YOUR TASK: Copy out, unchanged, the lines from the one containing "TASK = point to the lattice" through the one containing "[1034, 550]", including both of those lines.

DATA ENTRIES:
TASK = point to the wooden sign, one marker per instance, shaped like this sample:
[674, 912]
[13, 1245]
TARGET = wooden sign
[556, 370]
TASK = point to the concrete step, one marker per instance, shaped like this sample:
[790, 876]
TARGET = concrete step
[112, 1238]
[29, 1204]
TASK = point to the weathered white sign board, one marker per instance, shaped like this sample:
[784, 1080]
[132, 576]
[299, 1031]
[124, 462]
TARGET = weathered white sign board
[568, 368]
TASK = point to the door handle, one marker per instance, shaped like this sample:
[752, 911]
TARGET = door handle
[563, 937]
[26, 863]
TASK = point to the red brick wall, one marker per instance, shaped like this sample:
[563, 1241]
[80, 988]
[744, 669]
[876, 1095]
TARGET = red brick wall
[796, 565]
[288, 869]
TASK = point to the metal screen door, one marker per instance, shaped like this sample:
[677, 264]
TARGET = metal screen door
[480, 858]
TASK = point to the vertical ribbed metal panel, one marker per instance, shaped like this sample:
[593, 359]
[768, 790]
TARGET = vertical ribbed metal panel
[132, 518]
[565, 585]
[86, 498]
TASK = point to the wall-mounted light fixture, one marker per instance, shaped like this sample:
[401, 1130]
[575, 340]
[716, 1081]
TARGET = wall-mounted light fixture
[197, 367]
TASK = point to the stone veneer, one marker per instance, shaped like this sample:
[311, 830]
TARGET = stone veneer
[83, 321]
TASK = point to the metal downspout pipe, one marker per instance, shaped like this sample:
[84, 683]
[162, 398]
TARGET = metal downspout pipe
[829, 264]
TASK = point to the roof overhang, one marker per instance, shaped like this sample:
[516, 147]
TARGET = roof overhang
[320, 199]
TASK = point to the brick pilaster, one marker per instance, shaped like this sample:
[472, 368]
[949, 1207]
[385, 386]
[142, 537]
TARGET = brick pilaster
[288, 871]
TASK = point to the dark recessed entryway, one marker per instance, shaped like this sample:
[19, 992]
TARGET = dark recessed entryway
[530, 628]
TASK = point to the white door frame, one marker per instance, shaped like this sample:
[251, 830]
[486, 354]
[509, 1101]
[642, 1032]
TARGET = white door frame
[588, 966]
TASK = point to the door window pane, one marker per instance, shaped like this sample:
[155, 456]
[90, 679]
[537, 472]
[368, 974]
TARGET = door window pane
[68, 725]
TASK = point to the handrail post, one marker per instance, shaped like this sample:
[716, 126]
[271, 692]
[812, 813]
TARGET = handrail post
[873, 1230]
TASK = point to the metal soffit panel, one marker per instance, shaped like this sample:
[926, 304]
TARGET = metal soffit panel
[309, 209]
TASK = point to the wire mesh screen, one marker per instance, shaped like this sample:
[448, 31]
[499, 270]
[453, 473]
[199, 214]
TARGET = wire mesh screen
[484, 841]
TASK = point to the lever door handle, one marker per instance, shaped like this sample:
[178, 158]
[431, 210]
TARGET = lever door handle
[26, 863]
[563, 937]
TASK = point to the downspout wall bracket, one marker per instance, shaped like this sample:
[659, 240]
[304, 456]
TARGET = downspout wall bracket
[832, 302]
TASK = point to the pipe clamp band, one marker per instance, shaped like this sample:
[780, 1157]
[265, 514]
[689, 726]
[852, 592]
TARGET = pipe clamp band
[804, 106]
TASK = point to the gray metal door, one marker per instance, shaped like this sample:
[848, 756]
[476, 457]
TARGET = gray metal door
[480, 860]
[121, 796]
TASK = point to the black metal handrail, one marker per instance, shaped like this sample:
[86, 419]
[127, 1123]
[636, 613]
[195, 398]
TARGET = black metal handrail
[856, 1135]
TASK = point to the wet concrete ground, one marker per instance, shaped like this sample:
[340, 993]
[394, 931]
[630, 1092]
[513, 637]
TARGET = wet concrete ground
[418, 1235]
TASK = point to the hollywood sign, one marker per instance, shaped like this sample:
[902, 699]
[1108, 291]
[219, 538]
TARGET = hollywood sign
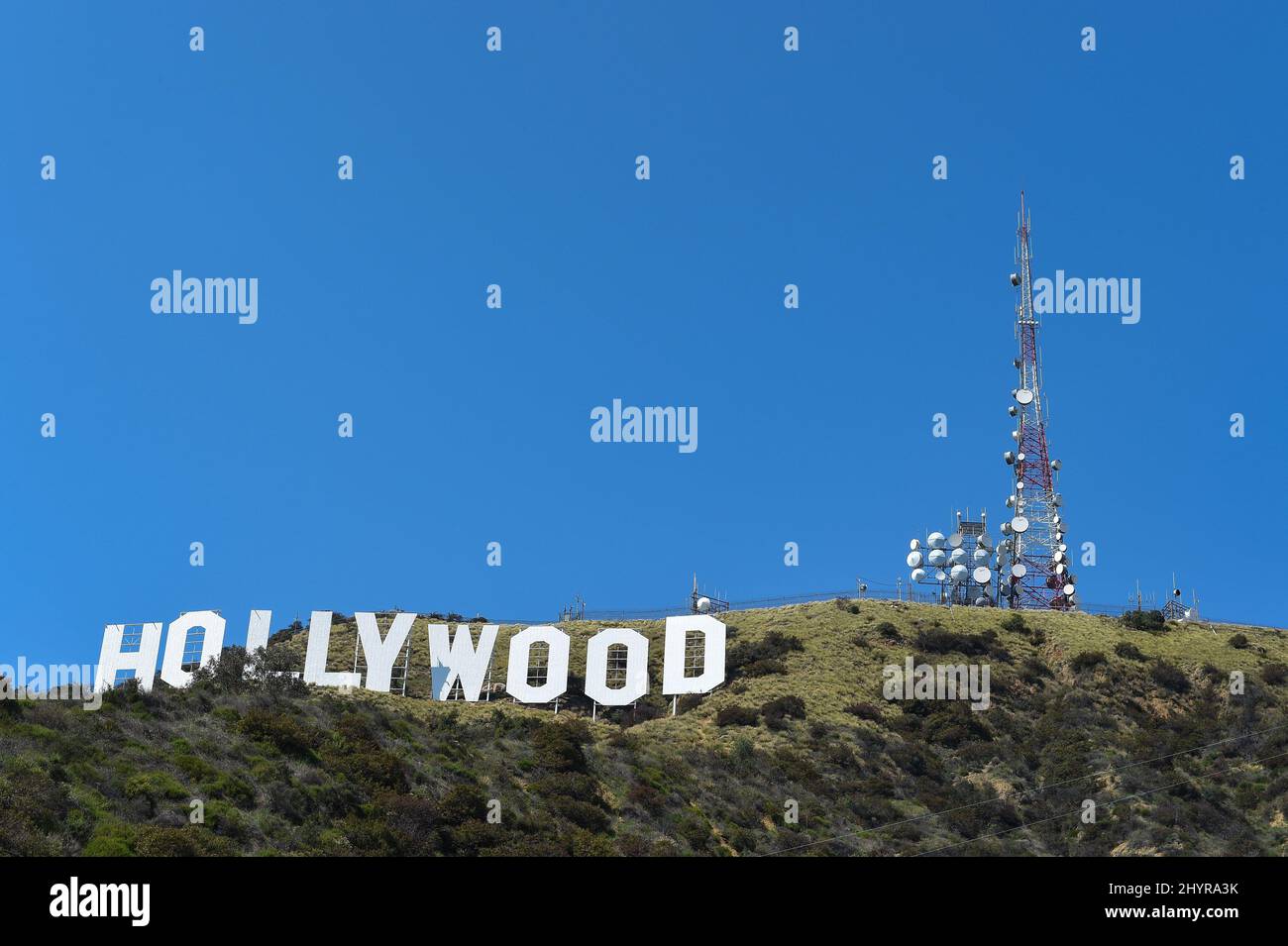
[454, 657]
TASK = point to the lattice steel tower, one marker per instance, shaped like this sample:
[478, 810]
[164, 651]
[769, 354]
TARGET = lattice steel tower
[1033, 558]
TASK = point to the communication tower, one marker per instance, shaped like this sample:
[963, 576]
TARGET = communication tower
[1033, 550]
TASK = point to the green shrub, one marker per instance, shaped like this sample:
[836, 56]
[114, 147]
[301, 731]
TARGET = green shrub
[1086, 661]
[1014, 622]
[1144, 620]
[231, 788]
[764, 668]
[864, 710]
[1170, 678]
[281, 731]
[773, 646]
[194, 768]
[781, 709]
[154, 788]
[737, 716]
[111, 839]
[1128, 652]
[559, 745]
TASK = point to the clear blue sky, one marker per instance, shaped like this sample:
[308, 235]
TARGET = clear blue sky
[472, 425]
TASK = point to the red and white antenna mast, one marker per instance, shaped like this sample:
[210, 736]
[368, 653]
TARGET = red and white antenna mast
[1034, 550]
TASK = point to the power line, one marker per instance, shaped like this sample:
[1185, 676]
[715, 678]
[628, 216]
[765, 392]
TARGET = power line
[1025, 793]
[1108, 804]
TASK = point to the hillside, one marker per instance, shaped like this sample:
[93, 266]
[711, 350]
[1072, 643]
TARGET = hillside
[282, 769]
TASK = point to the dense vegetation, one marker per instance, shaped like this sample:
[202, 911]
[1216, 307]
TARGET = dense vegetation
[802, 725]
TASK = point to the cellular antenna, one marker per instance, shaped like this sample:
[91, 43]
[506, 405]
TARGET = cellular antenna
[1034, 538]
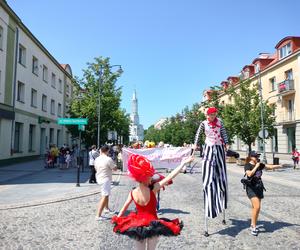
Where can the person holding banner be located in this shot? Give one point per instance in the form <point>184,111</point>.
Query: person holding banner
<point>214,174</point>
<point>144,226</point>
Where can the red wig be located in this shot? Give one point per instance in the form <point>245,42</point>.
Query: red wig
<point>140,168</point>
<point>211,110</point>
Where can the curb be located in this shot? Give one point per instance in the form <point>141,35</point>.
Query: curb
<point>56,200</point>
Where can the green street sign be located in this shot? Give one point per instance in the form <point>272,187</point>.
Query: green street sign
<point>81,127</point>
<point>72,121</point>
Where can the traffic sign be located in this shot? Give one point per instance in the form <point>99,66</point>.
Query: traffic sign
<point>261,134</point>
<point>81,127</point>
<point>72,121</point>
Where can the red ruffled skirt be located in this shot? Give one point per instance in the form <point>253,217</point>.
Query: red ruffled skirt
<point>140,227</point>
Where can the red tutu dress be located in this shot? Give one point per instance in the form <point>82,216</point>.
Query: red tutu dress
<point>145,223</point>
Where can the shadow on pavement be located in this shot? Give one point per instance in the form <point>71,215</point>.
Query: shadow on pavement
<point>264,227</point>
<point>172,211</point>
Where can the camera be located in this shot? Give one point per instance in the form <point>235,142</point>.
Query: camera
<point>261,166</point>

SOLUTION TO THIS EXERCISE:
TASK = point to the lattice steel tower, one marker per instance, shaped like this sample:
[478, 810]
[164, 651]
[769, 354]
TARGET = lattice steel tower
[1033, 558]
TASK = point to the communication tower, one marker per instance, shaped like this sample:
[963, 576]
TARGET = communication tower
[1033, 550]
TASK = point to the green shrub, one marker per instance, shaped like this sample:
[836, 56]
[114, 147]
[301, 731]
TARGET = green shrub
[1086, 661]
[1014, 622]
[1144, 620]
[231, 788]
[764, 668]
[864, 710]
[1170, 678]
[281, 731]
[773, 646]
[194, 768]
[781, 709]
[154, 788]
[737, 716]
[111, 839]
[1128, 652]
[559, 745]
TASK = point to the clear blue sky, one marker per instance, shaped like this sample:
[308, 235]
TARGET = clear blue sky
[472, 425]
TASK = point to the red and white antenna mast, one marker per instance, shaped like this sample:
[210, 736]
[368, 653]
TARGET = red and white antenna mast
[1034, 550]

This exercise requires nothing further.